**Input**
○ ○ ○ ○ ○

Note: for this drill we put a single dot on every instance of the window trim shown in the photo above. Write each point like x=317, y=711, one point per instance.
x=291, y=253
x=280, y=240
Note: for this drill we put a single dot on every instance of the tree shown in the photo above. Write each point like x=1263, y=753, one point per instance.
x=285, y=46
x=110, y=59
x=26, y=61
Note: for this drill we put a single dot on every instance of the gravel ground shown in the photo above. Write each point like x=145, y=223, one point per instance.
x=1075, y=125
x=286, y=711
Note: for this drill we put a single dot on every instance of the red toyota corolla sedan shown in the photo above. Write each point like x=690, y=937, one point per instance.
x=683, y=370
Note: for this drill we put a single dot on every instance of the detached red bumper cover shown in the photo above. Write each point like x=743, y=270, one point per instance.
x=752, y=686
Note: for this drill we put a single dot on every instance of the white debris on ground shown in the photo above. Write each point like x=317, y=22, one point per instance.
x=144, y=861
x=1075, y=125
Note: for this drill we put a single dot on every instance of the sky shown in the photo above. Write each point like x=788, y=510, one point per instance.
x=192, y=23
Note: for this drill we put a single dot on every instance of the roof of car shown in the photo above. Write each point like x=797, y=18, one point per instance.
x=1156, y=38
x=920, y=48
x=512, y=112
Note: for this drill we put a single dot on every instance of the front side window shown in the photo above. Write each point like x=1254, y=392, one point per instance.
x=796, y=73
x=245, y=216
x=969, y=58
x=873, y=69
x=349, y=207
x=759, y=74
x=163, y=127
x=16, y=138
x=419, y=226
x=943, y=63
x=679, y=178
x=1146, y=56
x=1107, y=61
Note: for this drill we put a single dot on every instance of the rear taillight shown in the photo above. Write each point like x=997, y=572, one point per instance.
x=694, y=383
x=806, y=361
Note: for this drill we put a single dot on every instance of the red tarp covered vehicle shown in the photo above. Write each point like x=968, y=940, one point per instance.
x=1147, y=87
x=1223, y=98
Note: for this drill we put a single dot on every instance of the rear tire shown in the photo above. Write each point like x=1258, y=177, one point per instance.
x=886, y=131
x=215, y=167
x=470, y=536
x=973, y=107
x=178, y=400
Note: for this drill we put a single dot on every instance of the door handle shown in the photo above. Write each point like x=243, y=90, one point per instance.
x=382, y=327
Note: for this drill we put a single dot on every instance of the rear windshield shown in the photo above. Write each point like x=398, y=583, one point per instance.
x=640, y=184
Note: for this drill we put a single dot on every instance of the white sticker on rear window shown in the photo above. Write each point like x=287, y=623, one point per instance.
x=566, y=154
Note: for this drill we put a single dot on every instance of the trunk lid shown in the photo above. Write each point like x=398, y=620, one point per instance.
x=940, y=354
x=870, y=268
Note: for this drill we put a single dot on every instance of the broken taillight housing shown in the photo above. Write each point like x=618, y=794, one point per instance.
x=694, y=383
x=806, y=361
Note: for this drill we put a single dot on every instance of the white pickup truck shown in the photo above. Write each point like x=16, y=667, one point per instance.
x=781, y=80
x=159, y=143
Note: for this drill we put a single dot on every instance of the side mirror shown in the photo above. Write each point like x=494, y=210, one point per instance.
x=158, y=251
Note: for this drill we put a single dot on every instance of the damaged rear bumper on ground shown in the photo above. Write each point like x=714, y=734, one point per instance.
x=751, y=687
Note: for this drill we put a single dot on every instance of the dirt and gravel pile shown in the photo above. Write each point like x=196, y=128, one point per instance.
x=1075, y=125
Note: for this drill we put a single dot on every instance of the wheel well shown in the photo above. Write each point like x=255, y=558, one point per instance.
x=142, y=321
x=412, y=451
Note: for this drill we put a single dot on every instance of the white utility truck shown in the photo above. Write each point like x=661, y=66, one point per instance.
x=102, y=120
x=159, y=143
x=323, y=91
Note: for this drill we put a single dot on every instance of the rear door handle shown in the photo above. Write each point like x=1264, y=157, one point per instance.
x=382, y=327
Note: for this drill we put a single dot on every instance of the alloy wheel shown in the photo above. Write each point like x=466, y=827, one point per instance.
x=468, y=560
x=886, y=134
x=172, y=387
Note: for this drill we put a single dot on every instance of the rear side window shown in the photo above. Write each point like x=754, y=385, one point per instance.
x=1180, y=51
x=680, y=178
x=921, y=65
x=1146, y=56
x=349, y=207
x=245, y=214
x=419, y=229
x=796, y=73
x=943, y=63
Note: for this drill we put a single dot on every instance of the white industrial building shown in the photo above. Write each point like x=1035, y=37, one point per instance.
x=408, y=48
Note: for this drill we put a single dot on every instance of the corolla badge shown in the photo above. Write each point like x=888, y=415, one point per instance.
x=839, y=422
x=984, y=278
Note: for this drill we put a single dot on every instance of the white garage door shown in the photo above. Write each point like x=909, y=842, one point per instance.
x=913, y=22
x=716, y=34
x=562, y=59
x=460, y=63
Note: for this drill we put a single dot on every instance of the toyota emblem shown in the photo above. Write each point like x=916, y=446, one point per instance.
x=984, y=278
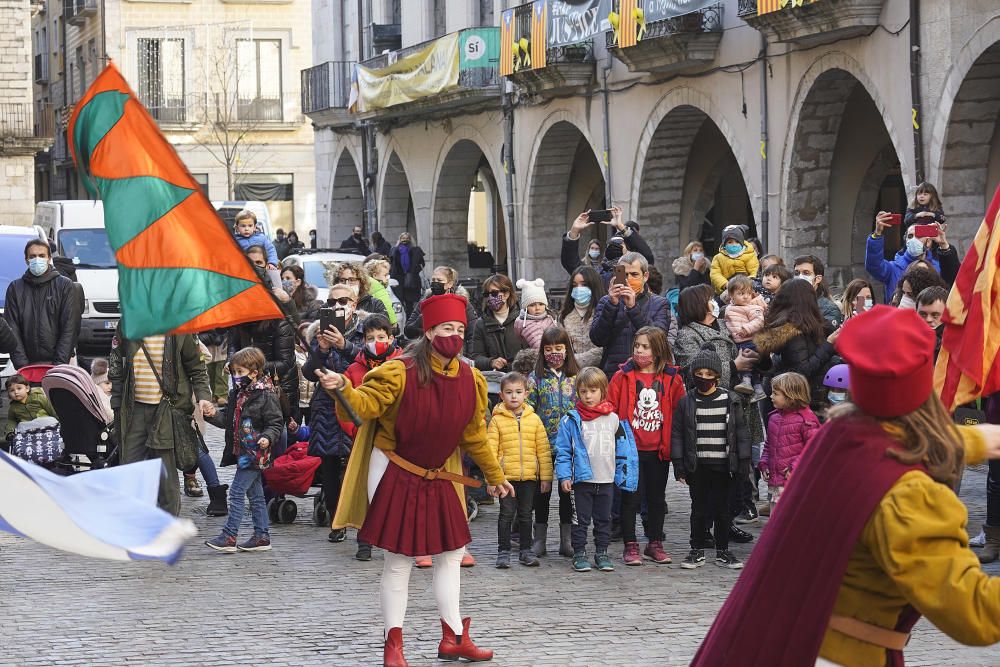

○ ○ ○ ○ ○

**What needs to be done**
Give the rows above as a numbered list, from the first row through the line with "x=683, y=370", leaving out blank lines.

**Reply to the exercise**
1. Note: for this drill we put a single dot on every instance of the window trim shown in the photo above. Write each point like x=317, y=711, one point per instance.
2. x=291, y=253
3. x=280, y=240
4. Note: for this drill we put a single dot on every instance of the tree shown in the photo above. Write each point like x=1263, y=753, one point per instance.
5. x=285, y=46
6. x=110, y=59
7. x=26, y=61
8. Note: for this drill we put a single dot on every instance of the gravel ground shown in the photo above. Write each point like x=145, y=223, one point per instance.
9. x=1075, y=125
10. x=286, y=711
11. Note: for this drill we put a single dot on every instance of the red toyota corolla sedan shown in the photo above. Write each point like x=690, y=937, one point per instance.
12. x=683, y=370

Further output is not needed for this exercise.